▶ **Records for processing**:

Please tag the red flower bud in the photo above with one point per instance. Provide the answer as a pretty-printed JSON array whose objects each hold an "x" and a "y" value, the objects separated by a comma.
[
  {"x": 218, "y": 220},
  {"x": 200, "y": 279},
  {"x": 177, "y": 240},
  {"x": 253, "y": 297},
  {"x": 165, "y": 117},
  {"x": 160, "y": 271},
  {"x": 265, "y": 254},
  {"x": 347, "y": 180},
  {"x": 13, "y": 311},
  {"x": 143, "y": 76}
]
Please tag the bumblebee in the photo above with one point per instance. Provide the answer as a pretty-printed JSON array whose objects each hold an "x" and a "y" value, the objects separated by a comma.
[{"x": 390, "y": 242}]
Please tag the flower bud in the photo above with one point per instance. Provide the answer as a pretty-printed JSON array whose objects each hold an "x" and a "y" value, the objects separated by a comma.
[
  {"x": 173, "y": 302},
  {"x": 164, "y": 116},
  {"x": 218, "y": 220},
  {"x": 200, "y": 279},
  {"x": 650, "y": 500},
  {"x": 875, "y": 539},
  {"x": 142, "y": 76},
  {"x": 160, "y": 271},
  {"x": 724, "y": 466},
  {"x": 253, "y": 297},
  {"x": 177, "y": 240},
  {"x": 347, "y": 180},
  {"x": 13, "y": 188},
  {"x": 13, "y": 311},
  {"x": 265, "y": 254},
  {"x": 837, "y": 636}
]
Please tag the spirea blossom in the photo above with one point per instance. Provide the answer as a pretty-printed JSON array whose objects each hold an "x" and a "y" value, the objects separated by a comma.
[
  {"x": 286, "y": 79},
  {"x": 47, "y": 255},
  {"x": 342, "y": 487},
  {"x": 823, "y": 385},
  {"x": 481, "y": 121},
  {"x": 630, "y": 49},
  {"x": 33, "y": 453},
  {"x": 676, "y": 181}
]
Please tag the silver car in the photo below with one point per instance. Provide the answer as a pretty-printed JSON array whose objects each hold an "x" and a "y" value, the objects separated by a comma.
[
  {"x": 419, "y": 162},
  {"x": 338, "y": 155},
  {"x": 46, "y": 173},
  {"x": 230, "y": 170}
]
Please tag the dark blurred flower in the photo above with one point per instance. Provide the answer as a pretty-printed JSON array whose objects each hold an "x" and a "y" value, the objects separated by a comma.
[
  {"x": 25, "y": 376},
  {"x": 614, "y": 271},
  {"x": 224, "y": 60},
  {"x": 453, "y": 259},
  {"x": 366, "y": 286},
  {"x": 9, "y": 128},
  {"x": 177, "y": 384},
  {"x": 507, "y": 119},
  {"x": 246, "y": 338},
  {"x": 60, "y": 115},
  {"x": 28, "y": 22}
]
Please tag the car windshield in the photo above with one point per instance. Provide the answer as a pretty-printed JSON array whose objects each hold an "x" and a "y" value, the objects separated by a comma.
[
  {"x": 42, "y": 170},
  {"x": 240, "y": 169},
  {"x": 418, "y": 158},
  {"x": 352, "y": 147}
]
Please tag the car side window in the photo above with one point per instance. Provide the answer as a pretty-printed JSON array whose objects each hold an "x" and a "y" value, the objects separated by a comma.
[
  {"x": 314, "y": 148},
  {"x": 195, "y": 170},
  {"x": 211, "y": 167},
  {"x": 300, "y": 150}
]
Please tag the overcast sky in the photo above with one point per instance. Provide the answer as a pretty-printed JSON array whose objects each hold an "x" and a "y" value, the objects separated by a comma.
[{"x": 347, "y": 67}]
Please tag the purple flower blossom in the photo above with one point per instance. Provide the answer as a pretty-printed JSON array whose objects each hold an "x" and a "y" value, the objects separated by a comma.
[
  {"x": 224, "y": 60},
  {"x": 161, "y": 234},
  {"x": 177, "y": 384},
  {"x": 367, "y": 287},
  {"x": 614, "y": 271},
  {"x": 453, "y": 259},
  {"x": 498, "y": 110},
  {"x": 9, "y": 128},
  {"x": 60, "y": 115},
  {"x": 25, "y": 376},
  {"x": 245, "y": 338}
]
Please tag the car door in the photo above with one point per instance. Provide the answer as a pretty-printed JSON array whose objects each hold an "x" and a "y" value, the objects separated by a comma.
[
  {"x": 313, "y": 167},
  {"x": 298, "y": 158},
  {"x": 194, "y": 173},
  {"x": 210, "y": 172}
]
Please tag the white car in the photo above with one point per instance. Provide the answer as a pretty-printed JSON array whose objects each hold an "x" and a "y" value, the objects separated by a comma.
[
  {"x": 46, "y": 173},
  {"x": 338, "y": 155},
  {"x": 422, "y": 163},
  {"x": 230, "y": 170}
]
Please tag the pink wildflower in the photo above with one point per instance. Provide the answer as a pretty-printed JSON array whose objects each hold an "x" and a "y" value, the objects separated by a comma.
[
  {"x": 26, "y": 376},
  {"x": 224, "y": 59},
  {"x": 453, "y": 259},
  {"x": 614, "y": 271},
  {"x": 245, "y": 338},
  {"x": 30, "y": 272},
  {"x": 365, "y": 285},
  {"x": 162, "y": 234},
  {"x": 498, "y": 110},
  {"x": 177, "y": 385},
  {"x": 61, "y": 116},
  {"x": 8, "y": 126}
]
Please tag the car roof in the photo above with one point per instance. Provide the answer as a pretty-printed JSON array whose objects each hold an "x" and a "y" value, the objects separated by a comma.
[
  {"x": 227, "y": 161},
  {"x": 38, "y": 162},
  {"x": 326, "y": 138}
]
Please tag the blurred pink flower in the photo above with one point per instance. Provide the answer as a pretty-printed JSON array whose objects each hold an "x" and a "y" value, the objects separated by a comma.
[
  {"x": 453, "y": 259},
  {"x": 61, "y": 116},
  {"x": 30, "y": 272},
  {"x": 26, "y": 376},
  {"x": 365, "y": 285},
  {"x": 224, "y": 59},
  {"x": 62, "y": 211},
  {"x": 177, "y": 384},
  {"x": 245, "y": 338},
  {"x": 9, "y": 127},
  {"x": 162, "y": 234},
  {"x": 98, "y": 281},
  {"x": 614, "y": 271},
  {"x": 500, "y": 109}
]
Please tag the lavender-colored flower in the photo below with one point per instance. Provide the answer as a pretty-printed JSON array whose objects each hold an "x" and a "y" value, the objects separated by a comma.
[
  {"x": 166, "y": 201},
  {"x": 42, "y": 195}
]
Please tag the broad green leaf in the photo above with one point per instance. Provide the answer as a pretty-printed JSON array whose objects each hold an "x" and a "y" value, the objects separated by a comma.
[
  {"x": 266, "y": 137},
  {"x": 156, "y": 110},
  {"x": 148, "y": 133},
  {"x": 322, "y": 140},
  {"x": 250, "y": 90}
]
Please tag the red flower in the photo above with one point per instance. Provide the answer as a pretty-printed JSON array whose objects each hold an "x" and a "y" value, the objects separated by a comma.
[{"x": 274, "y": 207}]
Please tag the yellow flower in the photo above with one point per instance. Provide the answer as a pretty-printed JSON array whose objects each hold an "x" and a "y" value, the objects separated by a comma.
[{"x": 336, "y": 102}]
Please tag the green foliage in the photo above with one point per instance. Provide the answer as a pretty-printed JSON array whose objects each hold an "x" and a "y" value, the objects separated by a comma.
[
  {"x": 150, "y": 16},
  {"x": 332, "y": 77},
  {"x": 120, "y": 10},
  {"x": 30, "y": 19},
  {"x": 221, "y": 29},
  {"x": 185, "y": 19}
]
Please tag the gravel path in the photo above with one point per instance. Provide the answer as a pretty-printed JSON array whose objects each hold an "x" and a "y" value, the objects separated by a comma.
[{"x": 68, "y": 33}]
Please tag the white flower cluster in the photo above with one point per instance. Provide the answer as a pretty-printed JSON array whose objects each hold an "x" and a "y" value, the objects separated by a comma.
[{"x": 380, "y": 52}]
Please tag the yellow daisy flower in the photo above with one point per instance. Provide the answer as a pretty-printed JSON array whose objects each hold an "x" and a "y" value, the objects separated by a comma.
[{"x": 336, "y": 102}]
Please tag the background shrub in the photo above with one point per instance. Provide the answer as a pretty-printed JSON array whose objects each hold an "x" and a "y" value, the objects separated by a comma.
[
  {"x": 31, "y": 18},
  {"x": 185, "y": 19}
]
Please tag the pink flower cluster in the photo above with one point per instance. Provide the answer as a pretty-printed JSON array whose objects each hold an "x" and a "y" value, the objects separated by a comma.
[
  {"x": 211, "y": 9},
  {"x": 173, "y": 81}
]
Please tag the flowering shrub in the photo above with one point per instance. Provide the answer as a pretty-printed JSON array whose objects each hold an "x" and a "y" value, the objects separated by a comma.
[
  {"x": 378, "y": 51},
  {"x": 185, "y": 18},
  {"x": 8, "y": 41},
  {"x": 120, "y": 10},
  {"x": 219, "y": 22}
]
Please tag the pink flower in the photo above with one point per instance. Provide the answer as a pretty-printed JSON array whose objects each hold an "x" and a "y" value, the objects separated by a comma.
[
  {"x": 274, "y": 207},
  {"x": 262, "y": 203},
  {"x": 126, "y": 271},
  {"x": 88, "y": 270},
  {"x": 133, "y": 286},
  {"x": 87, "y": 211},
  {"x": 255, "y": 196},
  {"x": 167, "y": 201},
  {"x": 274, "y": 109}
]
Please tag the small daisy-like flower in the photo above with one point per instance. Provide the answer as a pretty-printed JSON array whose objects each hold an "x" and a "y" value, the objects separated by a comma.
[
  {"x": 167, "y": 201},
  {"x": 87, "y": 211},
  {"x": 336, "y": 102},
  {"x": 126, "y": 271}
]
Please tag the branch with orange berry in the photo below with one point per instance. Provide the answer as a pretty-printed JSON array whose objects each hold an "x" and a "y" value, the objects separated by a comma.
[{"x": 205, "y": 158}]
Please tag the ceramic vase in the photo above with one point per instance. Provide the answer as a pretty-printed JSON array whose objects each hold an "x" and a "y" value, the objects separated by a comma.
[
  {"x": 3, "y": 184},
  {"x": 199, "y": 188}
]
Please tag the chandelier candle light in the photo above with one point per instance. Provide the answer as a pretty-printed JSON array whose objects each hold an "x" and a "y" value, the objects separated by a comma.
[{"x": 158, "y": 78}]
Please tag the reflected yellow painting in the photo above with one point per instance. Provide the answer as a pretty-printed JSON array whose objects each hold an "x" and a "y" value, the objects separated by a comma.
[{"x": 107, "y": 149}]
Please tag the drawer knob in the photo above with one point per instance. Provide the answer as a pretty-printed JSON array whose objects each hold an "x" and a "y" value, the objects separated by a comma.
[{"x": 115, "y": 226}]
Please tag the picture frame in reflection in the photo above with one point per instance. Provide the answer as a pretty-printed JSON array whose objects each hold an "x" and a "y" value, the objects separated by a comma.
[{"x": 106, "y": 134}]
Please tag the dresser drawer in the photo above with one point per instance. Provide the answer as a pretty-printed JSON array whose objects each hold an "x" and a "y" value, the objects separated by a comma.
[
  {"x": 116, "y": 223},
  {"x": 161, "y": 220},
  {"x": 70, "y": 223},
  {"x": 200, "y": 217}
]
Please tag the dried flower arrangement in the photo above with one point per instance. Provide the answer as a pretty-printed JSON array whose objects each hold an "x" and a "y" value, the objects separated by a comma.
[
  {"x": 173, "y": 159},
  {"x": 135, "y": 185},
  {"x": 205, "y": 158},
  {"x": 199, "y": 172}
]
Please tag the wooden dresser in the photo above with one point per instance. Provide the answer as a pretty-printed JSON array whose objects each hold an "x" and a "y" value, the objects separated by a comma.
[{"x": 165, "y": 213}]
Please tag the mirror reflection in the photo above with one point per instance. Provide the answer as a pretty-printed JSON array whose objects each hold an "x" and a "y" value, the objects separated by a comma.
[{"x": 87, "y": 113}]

▶ **Stated problem**: Exactly and only the lines from the one containing "Please tag the drawer" through the end of the material are to be reproduced, both ends included.

▶ **Correct answer**:
Please tag the drawer knob in the photo above with one point per instance. Provide the answer as a pretty-printed JSON array whose objects each hold an "x" and a "y" value, the objects separated by a comma.
[{"x": 115, "y": 226}]
Please tag the picture frame in reflection in the photo above with one point per instance. Provide the answer as a pretty-printed JSON array whose objects each hold an "x" and a "y" value, the objects separated by a comma.
[{"x": 106, "y": 134}]
Please tag the dresser drawer in the photo above with one point per instance. Provide the answer as a pretty-printed JSON array whose objects each hold an "x" and a "y" value, the objects separated by a comma.
[
  {"x": 116, "y": 223},
  {"x": 161, "y": 220},
  {"x": 70, "y": 223},
  {"x": 200, "y": 217}
]
Please tag the dried flower arrangement in the photo above with one point per instance. Provide the answer as a pretty-printed JSON array whose objects each hold an "x" and a "y" value, the objects separated by a comma.
[
  {"x": 173, "y": 159},
  {"x": 135, "y": 185},
  {"x": 205, "y": 158},
  {"x": 199, "y": 172}
]
Please tag the wooden dresser in the photo above with one point per instance. Provide the answer as a pretty-printed JSON array whose objects each hold an "x" and a "y" value, the objects separated by a comma.
[{"x": 165, "y": 213}]
Please tag the mirror reflection in the photo above with one point per instance. Provide the answer as a pretty-printed JSON array whose objects each hold an "x" and a "y" value, the objects separated by a comma.
[{"x": 87, "y": 113}]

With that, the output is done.